Copy out each of the rows below with "outer" swapped for "top-level", leaving everything else unchanged.

■ Material for the task ■
+++
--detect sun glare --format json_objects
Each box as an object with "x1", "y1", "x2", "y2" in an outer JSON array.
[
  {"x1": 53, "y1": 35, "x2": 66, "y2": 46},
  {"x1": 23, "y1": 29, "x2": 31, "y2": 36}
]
+++
■ Response to the exercise ■
--detect sun glare --format json_objects
Each box as an object with "x1", "y1", "x2", "y2" in an top-level JSON array.
[
  {"x1": 53, "y1": 35, "x2": 66, "y2": 46},
  {"x1": 23, "y1": 29, "x2": 31, "y2": 36}
]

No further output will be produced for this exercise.